The list of ways employers can use HRAs (or Health Reimbursement Arrangements) to improve benefits and lower health plan costs grows every day. HRAs are the future of employer-sponsored health insurance; they are one of the only employee-benefits vehicle allowed to reimburse premiums on individual health insurance and are therefore a critical part of any defined contribution health plan. In this post, we examine five uses of HRAs and then summarize how HRAs work so you can design the best customized HRA programs for your business and employees.
Five Ways to Use HRAs
- Defined Contribution HRA. The HRA becomes the entire employer health benefits plan. Employees purchase their own individual health insurance, and seek reimbursement for the premium from the HRA 100% tax-free.
- New-employee HRA. Provides health insurance coverage from first day of hire until employees become eligible for regular health benefits.
- Retiree HRA. Provides an extended and less expensive alternative to COBRA health insurance, and can help older employees with early retirement.
- High-deductible HRA. Encourages employees to choose high-deductible health insurance and incentivizes smart shopping (i.e., buying generics, medical shopping).
- Supplemental HRA. Fills the gaps that some group and individual plans do not cover (e.g., accidents, maternity).

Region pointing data

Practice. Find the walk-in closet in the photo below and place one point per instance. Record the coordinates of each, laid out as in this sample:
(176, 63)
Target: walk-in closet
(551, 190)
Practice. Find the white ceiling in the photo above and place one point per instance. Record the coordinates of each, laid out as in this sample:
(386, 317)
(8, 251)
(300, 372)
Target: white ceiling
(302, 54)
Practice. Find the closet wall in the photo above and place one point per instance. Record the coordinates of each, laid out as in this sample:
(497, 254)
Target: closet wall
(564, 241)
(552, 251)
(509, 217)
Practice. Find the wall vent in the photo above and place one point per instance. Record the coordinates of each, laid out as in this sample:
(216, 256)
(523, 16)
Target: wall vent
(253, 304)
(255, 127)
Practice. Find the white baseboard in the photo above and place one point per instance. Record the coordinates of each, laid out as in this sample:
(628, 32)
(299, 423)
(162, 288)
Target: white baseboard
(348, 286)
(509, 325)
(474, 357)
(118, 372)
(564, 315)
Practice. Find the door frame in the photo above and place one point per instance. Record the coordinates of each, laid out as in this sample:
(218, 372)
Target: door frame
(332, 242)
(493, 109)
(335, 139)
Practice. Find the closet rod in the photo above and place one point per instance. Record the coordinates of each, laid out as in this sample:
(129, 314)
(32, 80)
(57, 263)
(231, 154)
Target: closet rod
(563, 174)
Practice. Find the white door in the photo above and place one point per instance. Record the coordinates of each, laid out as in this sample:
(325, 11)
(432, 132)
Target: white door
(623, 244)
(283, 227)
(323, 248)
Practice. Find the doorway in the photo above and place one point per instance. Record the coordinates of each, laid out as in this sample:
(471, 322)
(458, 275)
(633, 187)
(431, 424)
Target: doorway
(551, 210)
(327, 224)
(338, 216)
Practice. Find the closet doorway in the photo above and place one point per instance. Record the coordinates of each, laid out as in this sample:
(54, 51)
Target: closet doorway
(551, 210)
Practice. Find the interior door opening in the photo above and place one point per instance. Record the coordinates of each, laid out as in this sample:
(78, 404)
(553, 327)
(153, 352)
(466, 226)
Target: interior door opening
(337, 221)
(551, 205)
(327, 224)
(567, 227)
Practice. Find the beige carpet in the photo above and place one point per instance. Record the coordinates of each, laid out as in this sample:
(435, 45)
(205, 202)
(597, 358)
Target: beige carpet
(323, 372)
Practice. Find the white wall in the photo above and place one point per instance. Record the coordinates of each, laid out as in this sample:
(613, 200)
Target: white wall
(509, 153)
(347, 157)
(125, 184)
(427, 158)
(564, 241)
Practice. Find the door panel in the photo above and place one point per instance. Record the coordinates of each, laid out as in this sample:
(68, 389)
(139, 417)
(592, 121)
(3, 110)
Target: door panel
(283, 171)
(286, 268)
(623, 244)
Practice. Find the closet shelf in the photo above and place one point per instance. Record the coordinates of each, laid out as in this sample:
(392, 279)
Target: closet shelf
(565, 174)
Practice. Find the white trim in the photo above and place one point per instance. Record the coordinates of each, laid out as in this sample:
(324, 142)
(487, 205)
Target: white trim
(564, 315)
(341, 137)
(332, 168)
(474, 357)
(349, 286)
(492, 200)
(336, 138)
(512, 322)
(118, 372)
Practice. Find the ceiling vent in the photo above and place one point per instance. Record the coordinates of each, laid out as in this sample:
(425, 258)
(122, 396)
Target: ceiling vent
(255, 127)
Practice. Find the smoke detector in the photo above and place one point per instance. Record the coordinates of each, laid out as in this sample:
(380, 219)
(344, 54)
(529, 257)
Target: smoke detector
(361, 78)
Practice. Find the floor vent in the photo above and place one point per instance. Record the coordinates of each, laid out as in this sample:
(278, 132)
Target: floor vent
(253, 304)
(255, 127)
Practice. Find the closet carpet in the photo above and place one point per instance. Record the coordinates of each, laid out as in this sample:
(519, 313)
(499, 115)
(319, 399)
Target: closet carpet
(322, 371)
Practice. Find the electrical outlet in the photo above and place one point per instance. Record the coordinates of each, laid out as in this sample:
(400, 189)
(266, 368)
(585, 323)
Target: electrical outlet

> [Aim of the task] Pick up the text on Health Reimbursement Arrangements (HRAs) after its last sentence, and continue it in the same technical voice.

> [Written response]
TIP: Whether your company has a traditional employer-sponsored (defined benefit) group health plan or a defined contribution health plan, HRA programs can save companies and their employees thousands each year—from the day they are first hired until years after they are retired. The new-employee HRA program alone may save employers with a group health plan $2,500 per single and $7,500 per family on every new person they hire.
How HRAs Work
In the early 2000s, the IRS began allowing employers to establish HRAs to reimburse employees tax-free for certain medical expenses, including premiums paid for individual health insurance—similar to the way employers routinely reimburse employees for travel, meals, and other qualified business expenses. Employees incur medical expenses and then submit documentation for reimbursement in accordance with the rules of the specific HRA.
HRAs are sometimes called Section 105 plans after the IRS Code section that governs them. HRAs represent the future of employer-sponsored health benefits because they are so flexible and allow employers to reimburse employees for premiums on individual and short-term health insurance.
Basic Rules and Uses for HRAs Today
- HRAs must be 100 percent funded by employers and cannot be funded by employees through salary reduction.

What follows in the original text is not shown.